» **Study text**:
There are still some centrist Democrats in Washington who want to be seen as above politics, rather than of politics, and so take great care to make sure you understand that the Epstein scandal is “bull----,” and that they have nobler things to do, like serving the American people.
It so happens that’s what the president would like us to do — focus on how well the economy is performing, for instance, or on the allegations that Barack Obama cheated on the 2016 election, whatever that’s supposed to mean. In other words, Donald Trump would rather we pay attention to something else. Anything but the Epstein scandal.
Fortunately, I think this holier-than-thou attitude among certain moderate (and unnamed) members of the Democratic caucus is not representative of the whole party. Even Nancy Pelosi — the centrist’s centrist — has come around. First, the former House Speaker said the Epstein scandal was “a distraction.” But she voted with other House Democrats to release the Epstein files.
Here and there are hints that ambitious Democrats recognize that the Epstein scandal is the best frame in which to shoehorn virtually all their allegations against the president. Even if the facts of the Epstein case are never fully known, the scandal itself still remains the most constructive means of convincing not only a majority of the people, but his own people, that Donald Trump isn’t what he appears to be.
If we boil down the Epstein scandal to a word, it might be “weakness.” MAGA world was willing to overlook virtually any crime Trump committed with the understanding that he would, as president, use that power to bring to justice people who were, in MAGA’s eyes, “the real criminals.” Who those “criminals” were can be found here. Anyway, it’s safe to say MAGA gave Trump the power, then he … didn’t use it.

» **Material supplied**:
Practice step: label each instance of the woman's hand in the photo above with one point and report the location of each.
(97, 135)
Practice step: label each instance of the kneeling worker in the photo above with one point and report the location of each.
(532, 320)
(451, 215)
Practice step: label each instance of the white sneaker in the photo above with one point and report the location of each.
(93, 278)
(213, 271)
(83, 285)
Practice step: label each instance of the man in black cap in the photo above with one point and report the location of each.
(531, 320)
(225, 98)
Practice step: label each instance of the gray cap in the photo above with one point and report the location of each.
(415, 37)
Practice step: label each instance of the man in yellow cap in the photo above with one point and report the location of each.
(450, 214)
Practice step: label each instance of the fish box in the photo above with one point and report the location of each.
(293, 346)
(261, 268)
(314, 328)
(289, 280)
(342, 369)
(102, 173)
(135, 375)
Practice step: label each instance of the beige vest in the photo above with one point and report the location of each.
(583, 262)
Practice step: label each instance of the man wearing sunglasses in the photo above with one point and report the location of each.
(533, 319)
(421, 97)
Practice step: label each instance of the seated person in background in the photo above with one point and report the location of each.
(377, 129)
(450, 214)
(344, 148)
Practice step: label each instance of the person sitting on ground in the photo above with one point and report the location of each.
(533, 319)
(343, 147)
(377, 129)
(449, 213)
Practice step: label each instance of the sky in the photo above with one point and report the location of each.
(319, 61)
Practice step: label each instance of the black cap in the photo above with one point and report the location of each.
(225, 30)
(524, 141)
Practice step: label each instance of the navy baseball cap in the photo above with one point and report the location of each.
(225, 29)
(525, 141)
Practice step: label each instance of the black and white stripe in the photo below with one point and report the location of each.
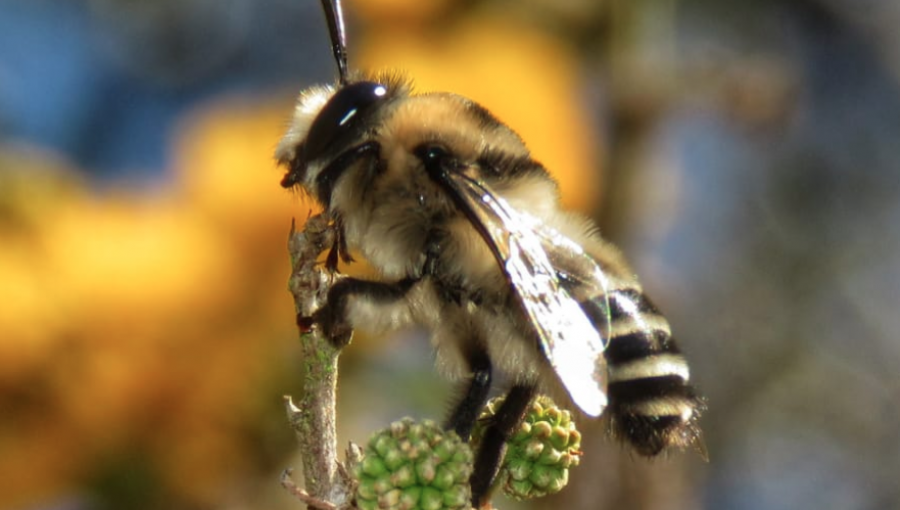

» **Exercise details**: Please return the part of the opinion piece on the Epstein scandal from "Fortunately, I think" up to and including "the Epstein files.", copied word for word. The data has nothing to do with this.

» **Result of the exercise**:
Fortunately, I think this holier-than-thou attitude among certain moderate (and unnamed) members of the Democratic caucus is not representative of the whole party. Even Nancy Pelosi — the centrist’s centrist — has come around. First, the former House Speaker said the Epstein scandal was “a distraction.” But she voted with other House Democrats to release the Epstein files.